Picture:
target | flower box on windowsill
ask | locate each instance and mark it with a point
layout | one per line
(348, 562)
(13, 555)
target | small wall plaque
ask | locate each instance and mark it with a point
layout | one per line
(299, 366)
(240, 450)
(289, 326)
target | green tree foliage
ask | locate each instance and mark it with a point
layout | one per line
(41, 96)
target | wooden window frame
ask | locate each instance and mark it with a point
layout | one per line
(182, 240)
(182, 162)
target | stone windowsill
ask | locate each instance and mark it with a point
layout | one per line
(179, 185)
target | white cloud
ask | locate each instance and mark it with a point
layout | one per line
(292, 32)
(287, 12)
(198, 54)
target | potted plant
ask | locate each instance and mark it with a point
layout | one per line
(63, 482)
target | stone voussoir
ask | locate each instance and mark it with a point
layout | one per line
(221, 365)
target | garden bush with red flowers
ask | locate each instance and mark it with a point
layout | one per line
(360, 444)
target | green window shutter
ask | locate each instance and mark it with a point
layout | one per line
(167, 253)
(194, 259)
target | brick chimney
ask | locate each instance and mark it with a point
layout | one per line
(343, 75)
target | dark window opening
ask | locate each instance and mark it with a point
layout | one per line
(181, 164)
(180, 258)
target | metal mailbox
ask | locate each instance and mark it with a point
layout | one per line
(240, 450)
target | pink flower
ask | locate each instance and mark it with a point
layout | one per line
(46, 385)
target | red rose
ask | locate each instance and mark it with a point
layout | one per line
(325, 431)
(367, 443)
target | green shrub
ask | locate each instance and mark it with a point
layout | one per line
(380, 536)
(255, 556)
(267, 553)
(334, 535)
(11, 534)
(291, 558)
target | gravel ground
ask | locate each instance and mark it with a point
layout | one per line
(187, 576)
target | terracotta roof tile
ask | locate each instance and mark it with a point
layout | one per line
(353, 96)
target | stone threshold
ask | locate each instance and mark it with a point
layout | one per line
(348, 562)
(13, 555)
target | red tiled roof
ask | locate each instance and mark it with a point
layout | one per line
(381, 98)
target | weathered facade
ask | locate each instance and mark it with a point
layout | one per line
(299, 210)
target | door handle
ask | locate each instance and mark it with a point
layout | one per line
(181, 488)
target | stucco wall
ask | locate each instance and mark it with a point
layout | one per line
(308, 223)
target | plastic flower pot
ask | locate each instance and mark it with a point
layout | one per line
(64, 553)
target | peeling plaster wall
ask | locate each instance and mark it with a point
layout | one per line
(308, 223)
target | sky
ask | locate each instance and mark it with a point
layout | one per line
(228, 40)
+===+
- _What to do_: Print the entries above exactly as they were written, down to the last line.

- _Result for this task_:
Picture:
target | flower box on windowsill
ask | locate each instance and mark it with a point
layout | one per line
(348, 562)
(13, 555)
target | small wall plaque
ask | locate each instance and mark it with a point
layout | one per line
(299, 366)
(240, 450)
(289, 326)
target | green tree foliage
ask | locate each instance and mark it with a point
layout | one per line
(41, 96)
target | wooden window frame
ask | locate each instance and mark it with a point
layout | one per line
(182, 240)
(182, 162)
target | stone windowsill
ask | locate each instance and mark it with a point
layout | one per line
(179, 185)
target | white cloud
ask | locate each instance and mark it with a point
layout | one per line
(292, 32)
(287, 12)
(198, 54)
target | potted plant
ask | locate each instance and mark it with a point
layout | one per line
(63, 482)
target | stone voussoir
ask | locate each instance and mark it with a point
layout | one per line
(221, 365)
target | garden bush with red flowers
ask | locate each instance and mark it with a point
layout | one per line
(360, 444)
target | green window shutter
ask | locate each instance and mark it with a point
layout | one per line
(167, 253)
(194, 259)
target | brick chimney
ask | locate each instance and mark it with a point
layout | one per line
(343, 75)
target | dark window opening
ask | locate each instance and mark it with a point
layout | one per line
(181, 164)
(180, 258)
target | metal mailbox
ask | locate each instance and mark it with a point
layout | one per line
(240, 450)
target | pink flower
ask | locate each instance and mark it with a point
layout | one per line
(46, 385)
target | red rose
ask | locate each instance and mark it with a point
layout | one per line
(325, 431)
(367, 443)
target | green shrub
ask | locate each instance and mark it with a point
layout | one per line
(380, 536)
(255, 556)
(267, 553)
(334, 535)
(11, 534)
(291, 558)
target | gravel ground
ask | locate each instance and mark it with a point
layout | one per line
(187, 576)
target | terracotta roof tile
ask | locate each instance and mark it with a point
layout | one per line
(353, 96)
target | stone threshold
ask | locate each instance and mark it with a point
layout | one per line
(348, 562)
(13, 555)
target | red tiled roof
ask | locate each instance and mark it with a point
layout | one per line
(381, 98)
target | weathered facade
ask | locate each instance and mark it with a point
layout | one per line
(299, 210)
target | door handle
ask | locate each instance and mark it with a point
layout | one per line
(181, 488)
target | stucco wall
ask | locate each instance and mark it with a point
layout | one per line
(308, 223)
target | plastic flower pot
ask | locate each instance and mark it with a point
layout | one per line
(64, 553)
target | peeling plaster wall
ask | locate each instance and mark it with a point
layout | one per line
(308, 223)
target | sky
ask | locate each instance and mark it with a point
layout | one per line
(228, 40)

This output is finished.